(TUGAS 1): Menurut artikel tentang perseteruan PDIP dan Partai Demokrat di bawah, berapa jumlah kursi yang diperebutkan di Pacitan yang berkurang antara tahun 2009 dan 2014-2019?
(TUGAS 2):
Tentukan apakah setiap pernyataan berikut sesuai dengan artikel tentang perseteruan PDIP dan Partai Demokrat di bawah. Jawab ya atau tidak untuk masing-masing, disertai kutipan persis dari artikel yang menjadi dasarnya.
(a) Hasto menyampaikan pernyataannya pada hari Senin.
(b) Hasto menyebut SBY sebagai bapak bansos.
(c) Kecurangan yang diungkap Hasto terjadi pada Pemilu 2014.
(TUGAS 3): Lanjutkan artikel tentang perseteruan PDIP dan Partai Demokrat di bawah, dimulai setelah kalimat terakhirnya.

JAKARTA - Perseteruan PDIP dan Partai Demokrat kian memanas. Kali ini, Sekjen DPP PDIP, Hasto Kristiyanto menyebut Susilo Bambang Yudhoyono (SBY) sebagai bapak bansos. Selain itu, PDIP juga menyinggung soal eks Ketua KPK Antasari Azhar yang dipenjara di era kepemimpinan SBY.
"PDI Perjuangan selalu move on melalui langkah-langkah organisasi yang sistemik. seperti pendidikan pol, kaderisasi kepemimpinan, dan bahkan bergerak cepat masuk ke kebudayaan, gerakan penghijauan," ujar Hasto, Senin (25/10).
Namun, Hasto menilai pihaknya tetap harus mengungkap kecerungan yang dilakukan Partai Demokrat pada Pemilu 2009 lalu. Alasannya, agar kecurangan serupa tidak terjadi lagi pada Pemilu yang akan datang.
Kecurangan Partai Demokrat pada Pemilu 2009 lalu, lanjut Hasto, mulai dari manipulasi DPT, politik bansos, hingga politisasi hukum dengan memenjarakan mantan Ketua KPK Antasari Azhar.
"Mengapa kecurangan Pemilu diingatkan kembali oleh PDI Perjuangan? Karena Pemilu itu hukumnya kedaulatan rakyat. Jika manipulasi DPT dan politik bansos serta politisasi hukum, termasuk dengan melakukan skenario hukum untuk memenjarakan Ketua KPK yang terbukti tidak bersalah. Yakni Antasari Azhar. Serta suap politik dengan memasukkan Pimpinan KPU sebagai pengurus teras Parpol agar tidak terjadi," urainya.
Hasto mencontohkan salah satu kecurangan manipulasi data yang terjadi saat Pemilu 2009. Ada kecurangan manipulasi DPT dengan berkurangnya jumlah kursi yang diperebutkan di Pacitan antara tahun 2009 dan 2014-2019
"Bukti kecurangan manipulasi DPT misalnya dengan berkurangnya jumlah kursi yang diperebutkan di Pacitan. Yaitu antara tahun 2009 dan 2014-2019 berkurang sebanyak 5 kursi. Itu salah satu bukti penggelembungan DPT," paparnya.

(DATA YANG DIBERIKAN):
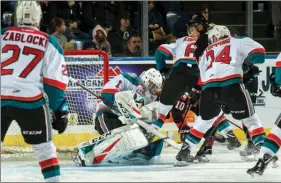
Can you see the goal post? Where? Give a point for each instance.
(91, 68)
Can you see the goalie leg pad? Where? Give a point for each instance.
(119, 141)
(48, 161)
(272, 143)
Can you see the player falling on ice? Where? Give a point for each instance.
(272, 143)
(121, 140)
(32, 63)
(222, 84)
(186, 71)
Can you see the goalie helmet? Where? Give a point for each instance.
(29, 13)
(152, 79)
(217, 32)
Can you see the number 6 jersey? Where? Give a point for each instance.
(221, 62)
(32, 63)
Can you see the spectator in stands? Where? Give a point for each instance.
(133, 47)
(276, 18)
(99, 41)
(57, 28)
(205, 11)
(99, 14)
(120, 33)
(156, 25)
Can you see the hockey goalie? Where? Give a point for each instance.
(121, 140)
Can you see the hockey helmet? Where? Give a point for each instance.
(216, 32)
(152, 80)
(29, 13)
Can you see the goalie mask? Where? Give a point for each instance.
(29, 13)
(152, 80)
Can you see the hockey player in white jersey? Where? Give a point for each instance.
(221, 75)
(185, 66)
(272, 142)
(121, 140)
(32, 63)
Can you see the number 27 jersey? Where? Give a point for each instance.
(221, 62)
(32, 63)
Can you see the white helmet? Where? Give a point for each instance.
(217, 31)
(152, 79)
(28, 12)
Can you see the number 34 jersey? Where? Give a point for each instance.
(32, 63)
(221, 62)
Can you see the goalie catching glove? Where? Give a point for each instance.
(60, 119)
(275, 89)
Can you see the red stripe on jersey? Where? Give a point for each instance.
(257, 131)
(162, 48)
(27, 30)
(196, 133)
(109, 90)
(274, 138)
(223, 78)
(257, 50)
(10, 97)
(54, 83)
(278, 64)
(48, 162)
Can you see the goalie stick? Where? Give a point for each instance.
(138, 121)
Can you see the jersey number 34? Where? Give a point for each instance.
(223, 56)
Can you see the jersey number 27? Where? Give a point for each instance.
(15, 57)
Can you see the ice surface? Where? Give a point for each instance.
(225, 166)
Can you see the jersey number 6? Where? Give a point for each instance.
(223, 57)
(15, 57)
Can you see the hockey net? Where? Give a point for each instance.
(90, 67)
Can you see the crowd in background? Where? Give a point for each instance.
(115, 26)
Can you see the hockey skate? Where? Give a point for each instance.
(262, 164)
(77, 158)
(219, 138)
(250, 152)
(250, 149)
(232, 141)
(183, 158)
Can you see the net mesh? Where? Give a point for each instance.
(90, 68)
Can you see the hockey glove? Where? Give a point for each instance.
(165, 72)
(274, 88)
(249, 75)
(195, 94)
(183, 132)
(225, 109)
(60, 119)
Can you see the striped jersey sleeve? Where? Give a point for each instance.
(55, 77)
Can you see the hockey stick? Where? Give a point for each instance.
(201, 150)
(138, 121)
(185, 115)
(235, 125)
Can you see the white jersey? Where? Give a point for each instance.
(278, 70)
(122, 82)
(32, 62)
(221, 62)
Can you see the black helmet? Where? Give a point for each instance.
(196, 19)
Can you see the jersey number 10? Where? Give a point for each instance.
(15, 57)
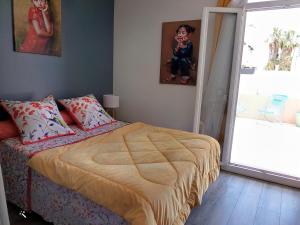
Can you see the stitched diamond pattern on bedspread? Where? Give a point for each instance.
(148, 175)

(JAWABAN ANDA 1): Sebanyak 5 kursi.

(JAWABAN ANDA 2):
(a) Ya: "ujar Hasto, Senin (25/10)"
(b) Ya: "menyebut Susilo Bambang Yudhoyono (SBY) sebagai bapak bansos"
(c) Tidak: "Kecurangan Partai Demokrat pada Pemilu 2009 lalu"

(JAWABAN ANDA 3):
Hasto juga mengutip salah satu kajian dari Marcus Meizner yang menyebut SBY menggunakan bansos untuk kepentingan elektoral. Dia menyebut temuan ini menunjukan SBY sebagai Bapak Bansos
"Kajian dari Marcus Meizner juga menunjukkan bagaimana SBY sebagai Bapak Bansos yang menggunakan bansos untuk kepentingan elektoral. Politik bansos itulah yang memberatkan keuangan negara dalam jangka menengah dan panjang. Itu dari tulisan Marcus, Juni 2008 sampai April 2009 hampir USD 2 billion untuk belanja sosial," terangnya.
Lagi-lagi, tudingan itu dibantah oleh elite Partai Demokrat. Deputi Bappilu DPP Demokrat Kamhar Lakumani menyebut Hasto kebanyakan menghindar dan sok intelektual.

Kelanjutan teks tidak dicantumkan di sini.